Return the exact lines spanning from the line with "of the blue" through the last line of the entries, boundaries included, and no others.

Coordinate annotation records
┄┄┄┄┄┄
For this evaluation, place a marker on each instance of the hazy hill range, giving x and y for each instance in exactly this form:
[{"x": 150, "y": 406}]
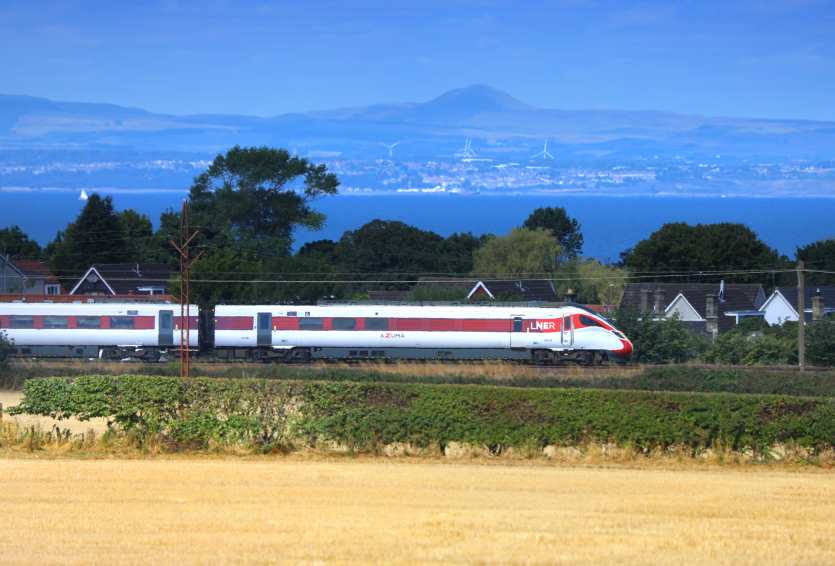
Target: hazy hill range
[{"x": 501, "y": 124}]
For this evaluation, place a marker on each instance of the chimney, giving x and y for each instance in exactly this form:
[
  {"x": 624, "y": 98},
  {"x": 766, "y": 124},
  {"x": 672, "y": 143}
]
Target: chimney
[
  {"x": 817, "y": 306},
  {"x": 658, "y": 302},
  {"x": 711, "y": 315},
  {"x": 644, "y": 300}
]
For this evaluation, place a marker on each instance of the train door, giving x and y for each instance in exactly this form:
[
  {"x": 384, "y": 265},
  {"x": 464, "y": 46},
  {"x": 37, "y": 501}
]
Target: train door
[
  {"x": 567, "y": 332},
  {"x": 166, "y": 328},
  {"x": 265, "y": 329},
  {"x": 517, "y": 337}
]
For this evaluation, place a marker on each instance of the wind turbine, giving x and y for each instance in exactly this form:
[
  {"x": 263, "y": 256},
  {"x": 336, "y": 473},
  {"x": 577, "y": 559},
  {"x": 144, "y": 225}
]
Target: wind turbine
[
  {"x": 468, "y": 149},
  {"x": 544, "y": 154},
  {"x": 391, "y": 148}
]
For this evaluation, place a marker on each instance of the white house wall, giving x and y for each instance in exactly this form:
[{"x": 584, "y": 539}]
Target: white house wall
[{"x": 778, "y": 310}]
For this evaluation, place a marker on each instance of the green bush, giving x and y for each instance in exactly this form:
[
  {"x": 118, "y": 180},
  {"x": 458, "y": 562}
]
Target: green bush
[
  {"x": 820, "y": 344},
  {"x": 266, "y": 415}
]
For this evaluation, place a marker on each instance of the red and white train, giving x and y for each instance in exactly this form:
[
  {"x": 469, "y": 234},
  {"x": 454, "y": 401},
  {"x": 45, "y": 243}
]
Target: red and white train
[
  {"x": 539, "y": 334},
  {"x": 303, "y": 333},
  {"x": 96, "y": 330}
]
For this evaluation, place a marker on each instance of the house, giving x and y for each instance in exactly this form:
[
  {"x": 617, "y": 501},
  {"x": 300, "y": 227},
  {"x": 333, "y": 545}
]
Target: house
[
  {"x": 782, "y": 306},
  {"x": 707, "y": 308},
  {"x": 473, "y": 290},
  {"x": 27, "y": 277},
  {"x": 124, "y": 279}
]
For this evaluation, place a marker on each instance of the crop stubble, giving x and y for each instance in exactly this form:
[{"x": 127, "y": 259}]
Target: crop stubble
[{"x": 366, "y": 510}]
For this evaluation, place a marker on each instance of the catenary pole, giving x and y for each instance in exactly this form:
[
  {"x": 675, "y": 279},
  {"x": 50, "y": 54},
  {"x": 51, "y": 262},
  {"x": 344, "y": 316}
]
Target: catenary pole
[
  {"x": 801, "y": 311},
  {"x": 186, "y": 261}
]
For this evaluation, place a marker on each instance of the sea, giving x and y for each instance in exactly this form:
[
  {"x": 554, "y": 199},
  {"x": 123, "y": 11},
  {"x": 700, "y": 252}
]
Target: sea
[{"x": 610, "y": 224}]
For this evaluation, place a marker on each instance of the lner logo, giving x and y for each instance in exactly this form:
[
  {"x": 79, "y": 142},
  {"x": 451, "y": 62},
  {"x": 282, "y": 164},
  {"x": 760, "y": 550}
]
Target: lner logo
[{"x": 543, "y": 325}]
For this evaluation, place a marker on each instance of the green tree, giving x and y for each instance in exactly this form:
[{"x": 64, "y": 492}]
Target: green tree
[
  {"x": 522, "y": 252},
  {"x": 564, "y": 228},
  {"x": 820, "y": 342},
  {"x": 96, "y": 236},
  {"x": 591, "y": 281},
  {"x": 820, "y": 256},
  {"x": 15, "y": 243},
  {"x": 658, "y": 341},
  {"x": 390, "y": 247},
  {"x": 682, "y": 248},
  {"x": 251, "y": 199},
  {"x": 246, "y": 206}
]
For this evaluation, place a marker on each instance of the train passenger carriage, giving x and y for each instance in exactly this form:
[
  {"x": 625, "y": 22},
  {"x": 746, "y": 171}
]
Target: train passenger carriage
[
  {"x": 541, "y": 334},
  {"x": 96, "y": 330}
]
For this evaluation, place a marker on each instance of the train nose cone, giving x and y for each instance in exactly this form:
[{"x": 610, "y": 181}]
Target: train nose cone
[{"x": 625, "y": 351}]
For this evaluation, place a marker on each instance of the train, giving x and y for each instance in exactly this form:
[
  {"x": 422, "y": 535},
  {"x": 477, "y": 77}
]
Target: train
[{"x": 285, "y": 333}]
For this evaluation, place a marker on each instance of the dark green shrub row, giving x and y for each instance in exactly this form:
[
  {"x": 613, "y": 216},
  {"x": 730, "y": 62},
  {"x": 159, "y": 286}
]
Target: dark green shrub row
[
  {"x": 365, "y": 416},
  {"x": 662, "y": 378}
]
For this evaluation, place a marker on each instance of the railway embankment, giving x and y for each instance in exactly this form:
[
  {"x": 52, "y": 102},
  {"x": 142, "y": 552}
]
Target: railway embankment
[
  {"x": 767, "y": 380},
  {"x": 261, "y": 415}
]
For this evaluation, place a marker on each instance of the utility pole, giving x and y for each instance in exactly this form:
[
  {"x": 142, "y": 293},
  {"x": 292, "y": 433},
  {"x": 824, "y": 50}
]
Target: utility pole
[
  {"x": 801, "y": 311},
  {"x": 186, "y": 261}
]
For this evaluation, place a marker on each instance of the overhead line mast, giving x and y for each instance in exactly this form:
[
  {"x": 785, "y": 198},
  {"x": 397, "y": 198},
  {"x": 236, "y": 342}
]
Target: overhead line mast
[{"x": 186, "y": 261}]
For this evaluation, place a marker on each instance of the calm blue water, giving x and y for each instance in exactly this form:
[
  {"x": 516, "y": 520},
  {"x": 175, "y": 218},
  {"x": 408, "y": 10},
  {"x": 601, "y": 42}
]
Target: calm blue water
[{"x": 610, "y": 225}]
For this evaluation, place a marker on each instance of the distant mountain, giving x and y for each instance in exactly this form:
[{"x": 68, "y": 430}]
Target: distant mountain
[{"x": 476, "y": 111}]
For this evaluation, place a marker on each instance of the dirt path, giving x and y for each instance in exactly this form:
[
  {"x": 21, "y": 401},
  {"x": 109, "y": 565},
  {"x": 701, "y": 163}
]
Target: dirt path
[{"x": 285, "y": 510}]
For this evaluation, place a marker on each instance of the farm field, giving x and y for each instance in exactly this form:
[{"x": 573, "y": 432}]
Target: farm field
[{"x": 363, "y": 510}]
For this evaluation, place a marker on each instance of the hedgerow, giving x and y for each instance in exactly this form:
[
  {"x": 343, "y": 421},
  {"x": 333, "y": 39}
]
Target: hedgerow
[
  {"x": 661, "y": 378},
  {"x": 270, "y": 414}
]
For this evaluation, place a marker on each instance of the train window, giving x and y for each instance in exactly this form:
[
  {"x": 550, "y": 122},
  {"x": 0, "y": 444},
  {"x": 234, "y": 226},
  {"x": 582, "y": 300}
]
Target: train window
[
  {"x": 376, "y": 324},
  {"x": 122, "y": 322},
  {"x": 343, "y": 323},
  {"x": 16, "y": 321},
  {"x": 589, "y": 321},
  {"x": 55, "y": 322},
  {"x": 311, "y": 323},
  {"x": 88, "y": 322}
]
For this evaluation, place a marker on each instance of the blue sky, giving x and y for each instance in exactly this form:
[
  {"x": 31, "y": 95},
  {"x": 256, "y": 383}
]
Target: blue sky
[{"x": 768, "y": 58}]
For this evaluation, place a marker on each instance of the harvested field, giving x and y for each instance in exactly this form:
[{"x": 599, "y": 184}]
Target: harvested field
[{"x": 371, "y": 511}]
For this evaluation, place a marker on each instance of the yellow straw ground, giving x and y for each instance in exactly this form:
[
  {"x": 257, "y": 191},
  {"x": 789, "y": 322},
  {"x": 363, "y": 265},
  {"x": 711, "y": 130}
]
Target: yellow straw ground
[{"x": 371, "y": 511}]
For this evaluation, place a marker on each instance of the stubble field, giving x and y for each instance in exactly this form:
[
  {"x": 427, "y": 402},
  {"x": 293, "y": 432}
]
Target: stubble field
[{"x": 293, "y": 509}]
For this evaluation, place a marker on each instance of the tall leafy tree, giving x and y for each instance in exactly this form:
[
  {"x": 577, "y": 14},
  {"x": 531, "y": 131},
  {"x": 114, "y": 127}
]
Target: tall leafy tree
┄┄┄┄┄┄
• [Reply]:
For this evaluation, place a marker on each instance of the blue sky, giving x and y for each instance in exactly this form:
[
  {"x": 31, "y": 95},
  {"x": 256, "y": 383}
]
Target: blue sky
[{"x": 768, "y": 58}]
For this evaluation, place a marker on each instance of the harvested field, giving x and y for each instance in exactly this form:
[{"x": 599, "y": 184}]
Target: harvested field
[{"x": 371, "y": 511}]
For this evaluation, place a marker on each instance of the yellow straw ground, giving x and y for each instance in exactly this form:
[
  {"x": 257, "y": 191},
  {"x": 789, "y": 322},
  {"x": 363, "y": 265},
  {"x": 711, "y": 130}
]
Target: yellow straw ground
[{"x": 371, "y": 511}]
For this evaluation, place a marker on each instance of the stubble field, giving x and y for each instance in exactly this form:
[
  {"x": 427, "y": 402},
  {"x": 293, "y": 432}
]
Target: stubble field
[{"x": 293, "y": 509}]
For this evaluation, place a marker on each instance of the tall leafy tree, giving x and y for each instance in exactly this form:
[
  {"x": 577, "y": 14},
  {"x": 531, "y": 131},
  {"x": 114, "y": 127}
]
Target: tall leafy tree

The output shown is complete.